======== TEXTO BASE
Las tumbas en Deir Medina

Otro hermoso privilegio es detenerse silencioso, extasiado, en explosión de emoción larga, grata, ante las pequeñas y exquisitas tumbas en Deir El Medina. Son las ruinas más importantes que se conservan de una ciudad egipcia, en este caso la de los constructores de tumbas. El cuidador me mira insistentemente, entre confundido y emocionado porque mis lágrimas no dejan de brotar incesantes sin que yo haga ningún esfuerzo por contenerlas. Aquí el artesano se coloca digna y respetuosamente en un alto nivel para acceder a la eternidad, igual que el faraón.

Otraparte y Casablanca en envigado

Ver correr desde la lejana infancia a Fernando González, entre iracundo y muerto de la risa porque yo le estaba robando sus preciados mangos con los que él aseguraba estar conectado a través de las raíces que corrían por la tierra de Otraparte. Huir de él en la cicla para alcanzar a llegar a la puerta garaje de Débora Arango en Casablanca para entrar y permanecer por horas y muchas veces observando su trabajo simultáneo en varios bastidores, en un lugar que ella llamaba su capilla. Enorme mentira fuera afirmar hoy que era consciente entonces de semejante regalo de vida: tener a ese par ahí cerquita de mi cotidianidad.

El Morro El Salvador de Jericó

De niña esperaba ansiosa y muy emocionada a que llegaran las vacaciones de julio para salir corriendo a las casas y fincas de los parientes en suroeste. Quedarse cerca de dos meses “finquiando” y solo subir a Jericó a caballo a comprar mecato y pasar por la emisora a mandar complacencias a los primos, es una experiencia que no tiene precio. Quedarse en el pueblo todas las vacaciones también era un encanto por dos motivos primordiales: ver bailar a los campesinos en los bares de la Calle del Chorizo, en las mañanas domingueras y, lo más mágico de todo, permanecer muchas horas cada día en el Morro El Salvador, en auténticas y larguísimas competencias de cometas, mientras los hombres del pueblo hacían fila en el matadero para tomar sangre caliente de toro, por razones que yo no alcanzaba a comprender entonces, por supuesto. Los años maravillosos, diría cualquiera, aunque suene a cliché.
================
TAREAS POR REALIZAR —
1 – Enumera los títulos de todas las secciones del texto sobre lugares recordados.
2 – Prolonga el texto sobre lugares recordados a partir de su última oración.
======== DATOS DE ENTRADA
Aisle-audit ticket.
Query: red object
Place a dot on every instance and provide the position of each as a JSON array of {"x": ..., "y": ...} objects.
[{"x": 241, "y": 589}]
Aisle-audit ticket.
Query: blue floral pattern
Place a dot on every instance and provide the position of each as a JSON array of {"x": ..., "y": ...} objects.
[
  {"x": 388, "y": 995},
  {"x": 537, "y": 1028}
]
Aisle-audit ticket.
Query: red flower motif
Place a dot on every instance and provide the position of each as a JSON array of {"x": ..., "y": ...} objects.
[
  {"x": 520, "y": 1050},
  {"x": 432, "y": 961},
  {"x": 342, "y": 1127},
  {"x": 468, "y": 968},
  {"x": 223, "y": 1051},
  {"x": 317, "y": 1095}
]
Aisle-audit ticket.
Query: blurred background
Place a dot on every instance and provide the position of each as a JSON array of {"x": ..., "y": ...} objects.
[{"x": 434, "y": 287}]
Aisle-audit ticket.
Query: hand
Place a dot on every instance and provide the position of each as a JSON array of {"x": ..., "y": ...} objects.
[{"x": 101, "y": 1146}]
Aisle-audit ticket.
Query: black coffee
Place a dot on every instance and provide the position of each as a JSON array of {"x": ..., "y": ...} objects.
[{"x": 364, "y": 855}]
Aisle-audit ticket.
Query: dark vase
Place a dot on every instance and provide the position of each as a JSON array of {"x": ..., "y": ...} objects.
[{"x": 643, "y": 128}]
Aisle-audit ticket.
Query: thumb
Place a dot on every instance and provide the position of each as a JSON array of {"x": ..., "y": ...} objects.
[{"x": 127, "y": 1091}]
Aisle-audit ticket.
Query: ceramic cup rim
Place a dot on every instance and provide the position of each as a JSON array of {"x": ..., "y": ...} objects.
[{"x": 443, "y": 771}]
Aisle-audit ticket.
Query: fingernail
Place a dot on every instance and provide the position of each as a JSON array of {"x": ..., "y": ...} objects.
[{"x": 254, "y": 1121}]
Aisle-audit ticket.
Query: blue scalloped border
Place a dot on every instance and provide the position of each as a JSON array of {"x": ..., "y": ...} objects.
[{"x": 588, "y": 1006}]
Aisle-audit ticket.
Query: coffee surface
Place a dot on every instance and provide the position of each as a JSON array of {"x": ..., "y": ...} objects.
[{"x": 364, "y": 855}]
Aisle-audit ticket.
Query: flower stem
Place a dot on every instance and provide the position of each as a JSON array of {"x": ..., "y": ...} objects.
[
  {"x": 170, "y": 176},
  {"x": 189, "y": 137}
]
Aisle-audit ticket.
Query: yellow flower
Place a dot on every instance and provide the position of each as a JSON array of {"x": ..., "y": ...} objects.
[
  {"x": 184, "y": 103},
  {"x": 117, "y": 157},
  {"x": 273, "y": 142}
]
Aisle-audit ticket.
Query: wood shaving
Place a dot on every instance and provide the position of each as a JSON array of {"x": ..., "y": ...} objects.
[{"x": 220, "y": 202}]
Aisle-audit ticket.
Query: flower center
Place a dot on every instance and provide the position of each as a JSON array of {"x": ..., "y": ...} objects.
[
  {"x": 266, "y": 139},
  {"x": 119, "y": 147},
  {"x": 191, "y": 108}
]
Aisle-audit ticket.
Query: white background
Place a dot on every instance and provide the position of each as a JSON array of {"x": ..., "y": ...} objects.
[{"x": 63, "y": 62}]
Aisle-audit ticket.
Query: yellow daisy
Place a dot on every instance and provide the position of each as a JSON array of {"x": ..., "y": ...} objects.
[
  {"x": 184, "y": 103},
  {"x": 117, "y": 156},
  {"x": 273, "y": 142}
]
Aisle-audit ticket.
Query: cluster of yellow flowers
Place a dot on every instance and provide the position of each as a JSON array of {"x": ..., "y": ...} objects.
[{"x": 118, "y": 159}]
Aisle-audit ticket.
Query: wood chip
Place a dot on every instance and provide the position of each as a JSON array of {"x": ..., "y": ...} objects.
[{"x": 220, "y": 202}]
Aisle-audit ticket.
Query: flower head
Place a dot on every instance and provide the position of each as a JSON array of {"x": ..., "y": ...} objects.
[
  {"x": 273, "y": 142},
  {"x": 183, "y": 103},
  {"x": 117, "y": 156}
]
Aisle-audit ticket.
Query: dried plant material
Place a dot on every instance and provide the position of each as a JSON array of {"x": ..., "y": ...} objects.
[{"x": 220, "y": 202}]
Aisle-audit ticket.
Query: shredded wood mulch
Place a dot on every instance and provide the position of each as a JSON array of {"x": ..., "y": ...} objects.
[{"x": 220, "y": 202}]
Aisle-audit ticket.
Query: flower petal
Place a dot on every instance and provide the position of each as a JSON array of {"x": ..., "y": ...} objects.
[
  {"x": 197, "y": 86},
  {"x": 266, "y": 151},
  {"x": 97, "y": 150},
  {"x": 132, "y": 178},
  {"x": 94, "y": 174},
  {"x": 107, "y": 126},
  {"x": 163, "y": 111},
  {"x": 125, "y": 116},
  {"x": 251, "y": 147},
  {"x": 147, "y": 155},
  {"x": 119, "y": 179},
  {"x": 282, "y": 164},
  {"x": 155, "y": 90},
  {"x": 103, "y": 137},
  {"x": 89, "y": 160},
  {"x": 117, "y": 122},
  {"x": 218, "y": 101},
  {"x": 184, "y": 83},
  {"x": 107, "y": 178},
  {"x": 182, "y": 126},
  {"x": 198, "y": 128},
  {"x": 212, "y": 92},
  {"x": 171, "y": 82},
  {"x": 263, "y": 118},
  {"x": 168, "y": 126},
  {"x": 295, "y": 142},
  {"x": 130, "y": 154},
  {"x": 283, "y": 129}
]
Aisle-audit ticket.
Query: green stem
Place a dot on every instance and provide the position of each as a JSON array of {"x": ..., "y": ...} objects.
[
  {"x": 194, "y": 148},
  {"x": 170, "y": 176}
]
================
RESPUESTAS POR TAREA —
1 –
Las tumbas en Deir Medina
Otraparte y Casablanca en envigado
El Morro El Salvador de Jericó

2 –
... Y claro que las imágenes siguen llegando: Cualquier hora del día en el cañón del Cauca, los poemas escritos con agua sobre el asfalto en China, las piscinas naturales del Tayrona, una sopa de cogollos de bambú en Vietnam, la carcajada de Héctor Abad Gómez, los templos de Agrigento, un primer trago de ron con Manuel Mejía Vallejo en El Jordán, el olor a cielo de la grama recién cortada, los pies de un recién nacido, los cafetales del Quindío, la sonrisa pícara contenida en los templos de Kajuraho, los silleteros de Santa Helena, la salida a la ventana de la diosa niña en Katmandú, el olor de una molienda en Tarso, el “encapillarse” en la catedral de Salamanca como preparación a la defensa doctoral, un pedacito del camino de Santiago en Santander, los ojos de los bronces de Riace, el olor a mango de San Jerónimo, Metora y Acrotiri en Grecia, la biblioteca de la Universidad de Coímbra en Portugal, los piñones de Támesis, los amorosos de Sabines, las 5:00 de la tarde en el desierto de Thar en Jaisalmer...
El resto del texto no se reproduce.